WHAT THE EXERCISE ASKS: Repeat every record exactly.

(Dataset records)

+---+

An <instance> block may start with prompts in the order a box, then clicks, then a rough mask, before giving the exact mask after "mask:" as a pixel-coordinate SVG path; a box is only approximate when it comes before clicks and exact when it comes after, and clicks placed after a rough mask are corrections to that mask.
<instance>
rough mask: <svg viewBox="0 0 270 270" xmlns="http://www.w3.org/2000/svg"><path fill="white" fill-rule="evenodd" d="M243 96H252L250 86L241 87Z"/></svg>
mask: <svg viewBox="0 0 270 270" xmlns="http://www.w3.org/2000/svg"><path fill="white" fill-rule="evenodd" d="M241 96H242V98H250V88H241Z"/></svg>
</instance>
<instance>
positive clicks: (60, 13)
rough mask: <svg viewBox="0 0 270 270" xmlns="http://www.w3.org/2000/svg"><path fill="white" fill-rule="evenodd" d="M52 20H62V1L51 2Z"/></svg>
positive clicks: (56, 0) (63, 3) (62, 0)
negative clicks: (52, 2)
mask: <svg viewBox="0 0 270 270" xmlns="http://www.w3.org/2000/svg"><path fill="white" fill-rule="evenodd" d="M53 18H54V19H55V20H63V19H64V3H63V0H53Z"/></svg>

+---+

RESULT OF THE TASK:
An <instance> block may start with prompts in the order a box, then clicks, then a rough mask, before giving the exact mask after "mask:" as a pixel-coordinate SVG path; a box is only approximate when it comes before clicks and exact when it comes after, and clicks placed after a rough mask are corrections to that mask.
<instance>
rough mask: <svg viewBox="0 0 270 270" xmlns="http://www.w3.org/2000/svg"><path fill="white" fill-rule="evenodd" d="M243 96H252L250 86L241 87Z"/></svg>
mask: <svg viewBox="0 0 270 270" xmlns="http://www.w3.org/2000/svg"><path fill="white" fill-rule="evenodd" d="M241 96H242V98H250V88H241Z"/></svg>
</instance>
<instance>
positive clicks: (60, 13)
rough mask: <svg viewBox="0 0 270 270" xmlns="http://www.w3.org/2000/svg"><path fill="white" fill-rule="evenodd" d="M52 20H62V1L51 2Z"/></svg>
positive clicks: (56, 0) (63, 3) (62, 0)
negative clicks: (52, 2)
mask: <svg viewBox="0 0 270 270" xmlns="http://www.w3.org/2000/svg"><path fill="white" fill-rule="evenodd" d="M53 18H54V19H55V20H63V19H64V3H63V0H53Z"/></svg>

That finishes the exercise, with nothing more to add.